EXCERPT TO READ -
====

December 2024 Bonus Review: The Taking of New York City
the true crime that's worth your time
The crime/s
Not specific crimes, but rather the reputation of New York City for unceasing mayhem in the 1970s.
The story
The Taking of New York City: Crime on the Screen and in the Streets of the Big Apple in the 1970s is basically "50 flicks that helped solidify the popular conception of Noo Yawk In The Seventies as a grimy hellscape."
It's a compelling concept, but author Andrew Rausch is, IMO, trying to do too many things around said concept. The list (which, in the ARC I read, didn't appear AS a discrete list that I saw) is presented chronologically by release date, and each chapter begins with an overview of OFF-screen life in the Big Apple, then surveys a handful of the movies shot IN the Big Apple that came out in a given year.
The historical overview is usually checklist-y, alas, and much of the behind-the-scenes info and analysis of the films is not new either, unless the film is obscure, which the majority in the list are not. It's like there was a big idea in the proposal, but Rausch couldn't quite corral it for the finished product.
I mean, I wish he did that! I agree that it's a thing that happens; it's definitely a thing I wanted to see explored, especially given the return over the last few years of the cultural idea that not just New York but EVERY American city is an experience akin to felony Frogger. I wanted a critical – or social-scientific, or academic; I'd like to read, say, Omar Wasow's take on these ideas – comparison of the vision that films of the '70s, released and consumed in a pre-video-store monoculture, created of dystopian Gotham, and how the same ideas get seeded and sown today.
This book isn't that. This book is, in the end, a straightforward list of movies that reflected the widely-held view of New York City as a pit of depravity – and there is nothing WRONG with a straightforward list tome, but if you don't have a more animating point of view or overarching idea to tie it together, it's down to the writing to let it succeed, and Rausch's isn't good enough.
I've read worse, God knows – and I won't pick too many nits about spelling errors; as noted I read an advancer, so I'll assume things like "Laurence Oliver" and "Charles Bludhorn" got fixed prior to the book's drop date earlier this month – but there's more than a few repetitive or flabby locutions. Plus, Rausch can't decide whether he's writing for New Yorkers or, like, newborns (granted, I live three blocks from it, but one parenthetical what "the BQE" means probably does it). The graf on the murder of Joey Gallo is illustrative:
…Gallo moved the party to Umberto's [sic] Clam House (at the corner of Hester and Mulberry Streets in Greenwich Village). While celebrating (and presumably eating crabs [sic]), Gallo was gunned down in cold blood.

====

RECORDED INFORMATION -
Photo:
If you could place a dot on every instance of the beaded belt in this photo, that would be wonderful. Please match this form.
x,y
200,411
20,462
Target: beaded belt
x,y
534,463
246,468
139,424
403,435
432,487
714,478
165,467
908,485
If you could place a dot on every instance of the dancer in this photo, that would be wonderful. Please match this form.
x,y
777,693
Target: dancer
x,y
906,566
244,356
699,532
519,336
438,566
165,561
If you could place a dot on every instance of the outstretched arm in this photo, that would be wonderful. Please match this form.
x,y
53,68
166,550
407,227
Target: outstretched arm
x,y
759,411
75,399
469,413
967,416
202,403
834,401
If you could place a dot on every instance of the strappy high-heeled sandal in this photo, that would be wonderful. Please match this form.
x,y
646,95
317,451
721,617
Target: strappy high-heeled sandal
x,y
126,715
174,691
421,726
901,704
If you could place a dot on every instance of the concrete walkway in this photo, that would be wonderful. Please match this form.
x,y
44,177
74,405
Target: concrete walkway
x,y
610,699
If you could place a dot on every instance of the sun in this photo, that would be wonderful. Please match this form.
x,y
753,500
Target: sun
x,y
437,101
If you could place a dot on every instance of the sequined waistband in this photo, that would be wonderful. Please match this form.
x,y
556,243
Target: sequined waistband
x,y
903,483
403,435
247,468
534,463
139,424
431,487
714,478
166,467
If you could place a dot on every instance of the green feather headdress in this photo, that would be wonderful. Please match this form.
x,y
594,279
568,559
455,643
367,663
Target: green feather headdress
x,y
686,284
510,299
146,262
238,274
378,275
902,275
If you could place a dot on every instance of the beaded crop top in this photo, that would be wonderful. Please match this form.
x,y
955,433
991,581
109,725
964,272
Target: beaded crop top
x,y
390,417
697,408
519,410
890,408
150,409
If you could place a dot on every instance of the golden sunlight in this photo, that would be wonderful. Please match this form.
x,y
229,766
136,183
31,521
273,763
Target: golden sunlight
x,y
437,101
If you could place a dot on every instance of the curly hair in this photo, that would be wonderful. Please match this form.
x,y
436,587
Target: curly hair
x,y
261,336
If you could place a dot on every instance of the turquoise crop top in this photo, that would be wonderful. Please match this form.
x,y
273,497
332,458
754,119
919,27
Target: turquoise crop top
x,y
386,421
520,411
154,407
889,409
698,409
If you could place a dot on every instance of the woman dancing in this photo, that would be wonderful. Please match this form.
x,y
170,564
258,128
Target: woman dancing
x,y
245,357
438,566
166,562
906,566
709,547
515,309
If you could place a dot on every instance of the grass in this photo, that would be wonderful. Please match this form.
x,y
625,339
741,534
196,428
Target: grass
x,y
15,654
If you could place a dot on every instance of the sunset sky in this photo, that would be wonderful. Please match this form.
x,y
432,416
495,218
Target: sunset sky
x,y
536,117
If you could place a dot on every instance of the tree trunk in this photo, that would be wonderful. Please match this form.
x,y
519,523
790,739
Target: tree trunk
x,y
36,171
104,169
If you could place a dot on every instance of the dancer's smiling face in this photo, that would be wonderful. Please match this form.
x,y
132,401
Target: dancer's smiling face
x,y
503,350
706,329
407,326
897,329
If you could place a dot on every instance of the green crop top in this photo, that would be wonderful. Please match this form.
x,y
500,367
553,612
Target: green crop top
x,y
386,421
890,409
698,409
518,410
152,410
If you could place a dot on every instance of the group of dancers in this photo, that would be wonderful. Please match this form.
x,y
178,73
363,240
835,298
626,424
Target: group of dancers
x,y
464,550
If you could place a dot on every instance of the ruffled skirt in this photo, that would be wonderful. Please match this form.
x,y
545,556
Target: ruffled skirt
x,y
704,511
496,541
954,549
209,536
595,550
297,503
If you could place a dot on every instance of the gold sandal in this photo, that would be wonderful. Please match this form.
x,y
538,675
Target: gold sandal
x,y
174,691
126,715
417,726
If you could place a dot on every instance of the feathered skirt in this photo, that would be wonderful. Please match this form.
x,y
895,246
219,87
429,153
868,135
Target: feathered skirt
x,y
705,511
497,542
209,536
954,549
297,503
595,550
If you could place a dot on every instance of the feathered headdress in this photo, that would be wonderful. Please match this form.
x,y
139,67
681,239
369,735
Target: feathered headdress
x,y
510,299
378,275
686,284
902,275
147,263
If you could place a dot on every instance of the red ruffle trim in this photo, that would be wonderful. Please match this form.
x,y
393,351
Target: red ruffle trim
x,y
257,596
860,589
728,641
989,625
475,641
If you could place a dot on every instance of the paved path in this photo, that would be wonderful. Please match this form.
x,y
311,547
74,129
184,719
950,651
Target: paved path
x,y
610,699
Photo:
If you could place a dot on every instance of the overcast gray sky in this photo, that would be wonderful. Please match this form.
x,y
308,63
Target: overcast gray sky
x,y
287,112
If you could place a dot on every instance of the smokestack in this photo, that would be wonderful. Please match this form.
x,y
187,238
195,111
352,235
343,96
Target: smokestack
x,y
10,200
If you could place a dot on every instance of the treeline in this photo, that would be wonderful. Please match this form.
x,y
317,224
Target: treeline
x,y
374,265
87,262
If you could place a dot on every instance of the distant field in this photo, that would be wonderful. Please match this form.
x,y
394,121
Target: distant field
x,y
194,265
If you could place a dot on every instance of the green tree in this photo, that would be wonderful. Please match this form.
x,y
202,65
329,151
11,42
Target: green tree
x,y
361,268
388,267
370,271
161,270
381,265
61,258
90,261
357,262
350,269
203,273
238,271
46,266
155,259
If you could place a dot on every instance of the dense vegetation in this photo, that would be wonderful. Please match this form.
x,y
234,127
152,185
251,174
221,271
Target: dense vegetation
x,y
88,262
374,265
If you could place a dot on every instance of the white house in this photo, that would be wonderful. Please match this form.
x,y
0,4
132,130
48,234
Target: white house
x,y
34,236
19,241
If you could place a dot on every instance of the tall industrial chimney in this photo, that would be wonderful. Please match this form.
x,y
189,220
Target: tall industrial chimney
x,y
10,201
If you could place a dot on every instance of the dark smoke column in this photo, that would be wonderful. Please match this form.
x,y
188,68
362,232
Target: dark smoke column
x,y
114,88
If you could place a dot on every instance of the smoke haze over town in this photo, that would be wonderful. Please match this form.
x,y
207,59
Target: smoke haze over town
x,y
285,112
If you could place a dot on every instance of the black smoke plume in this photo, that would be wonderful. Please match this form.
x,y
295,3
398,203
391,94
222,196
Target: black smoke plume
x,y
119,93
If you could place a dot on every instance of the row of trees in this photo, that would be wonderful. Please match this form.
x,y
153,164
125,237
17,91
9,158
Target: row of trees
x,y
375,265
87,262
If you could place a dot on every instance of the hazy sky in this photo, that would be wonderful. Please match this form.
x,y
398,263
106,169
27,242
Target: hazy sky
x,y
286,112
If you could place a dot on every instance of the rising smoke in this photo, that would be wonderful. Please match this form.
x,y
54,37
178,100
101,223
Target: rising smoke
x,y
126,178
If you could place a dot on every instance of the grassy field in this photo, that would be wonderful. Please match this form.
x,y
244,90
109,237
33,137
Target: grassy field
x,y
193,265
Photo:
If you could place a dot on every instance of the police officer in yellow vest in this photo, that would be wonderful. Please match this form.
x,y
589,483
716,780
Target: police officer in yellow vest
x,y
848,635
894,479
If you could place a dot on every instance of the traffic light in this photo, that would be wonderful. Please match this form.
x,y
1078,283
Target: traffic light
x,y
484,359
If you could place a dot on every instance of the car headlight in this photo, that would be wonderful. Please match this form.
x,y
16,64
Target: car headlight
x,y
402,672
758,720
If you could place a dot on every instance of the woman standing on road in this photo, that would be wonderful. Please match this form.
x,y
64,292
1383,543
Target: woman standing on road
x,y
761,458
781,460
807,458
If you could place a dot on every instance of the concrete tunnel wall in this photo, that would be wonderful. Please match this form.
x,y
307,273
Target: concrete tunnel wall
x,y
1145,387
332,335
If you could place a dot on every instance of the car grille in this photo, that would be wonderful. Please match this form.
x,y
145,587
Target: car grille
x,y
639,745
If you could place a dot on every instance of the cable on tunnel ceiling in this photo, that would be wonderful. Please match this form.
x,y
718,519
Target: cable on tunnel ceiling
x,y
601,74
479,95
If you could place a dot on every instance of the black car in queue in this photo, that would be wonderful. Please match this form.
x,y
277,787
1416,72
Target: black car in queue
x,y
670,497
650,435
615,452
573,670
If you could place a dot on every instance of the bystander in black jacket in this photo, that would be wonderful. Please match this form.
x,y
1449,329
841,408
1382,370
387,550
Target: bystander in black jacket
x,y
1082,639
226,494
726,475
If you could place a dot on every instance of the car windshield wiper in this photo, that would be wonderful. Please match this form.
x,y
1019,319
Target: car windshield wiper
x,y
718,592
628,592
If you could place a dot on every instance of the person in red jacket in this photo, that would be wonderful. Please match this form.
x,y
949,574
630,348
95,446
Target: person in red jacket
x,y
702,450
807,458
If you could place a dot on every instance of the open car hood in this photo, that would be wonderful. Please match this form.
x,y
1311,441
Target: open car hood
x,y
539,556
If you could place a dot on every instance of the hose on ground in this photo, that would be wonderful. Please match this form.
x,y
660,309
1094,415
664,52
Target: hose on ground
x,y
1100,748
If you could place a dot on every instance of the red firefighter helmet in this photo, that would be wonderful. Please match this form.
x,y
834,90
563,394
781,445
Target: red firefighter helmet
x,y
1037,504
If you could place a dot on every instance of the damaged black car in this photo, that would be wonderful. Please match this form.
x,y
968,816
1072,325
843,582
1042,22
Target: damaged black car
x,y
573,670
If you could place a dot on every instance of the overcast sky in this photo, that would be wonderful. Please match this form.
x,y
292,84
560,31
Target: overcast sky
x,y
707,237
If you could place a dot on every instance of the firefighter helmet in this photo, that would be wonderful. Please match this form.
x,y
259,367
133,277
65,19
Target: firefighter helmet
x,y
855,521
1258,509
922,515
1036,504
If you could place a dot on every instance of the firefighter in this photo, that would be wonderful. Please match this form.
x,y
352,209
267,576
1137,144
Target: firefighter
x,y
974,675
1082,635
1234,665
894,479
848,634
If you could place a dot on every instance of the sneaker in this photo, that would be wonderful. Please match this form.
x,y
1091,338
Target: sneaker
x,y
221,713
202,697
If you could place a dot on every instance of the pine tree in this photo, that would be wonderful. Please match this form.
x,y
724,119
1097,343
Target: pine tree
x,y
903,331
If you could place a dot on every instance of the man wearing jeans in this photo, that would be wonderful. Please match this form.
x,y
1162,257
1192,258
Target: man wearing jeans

====

EXERCISE DIRECTIONS - Reproduce word for word the part of the book review that starts with "This book isn't" and ends after "isn't good enough.".

RESULT BELOW -
This book isn't that. This book is, in the end, a straightforward list of movies that reflected the widely-held view of New York City as a pit of depravity – and there is nothing WRONG with a straightforward list tome, but if you don't have a more animating point of view or overarching idea to tie it together, it's down to the writing to let it succeed, and Rausch's isn't good enough.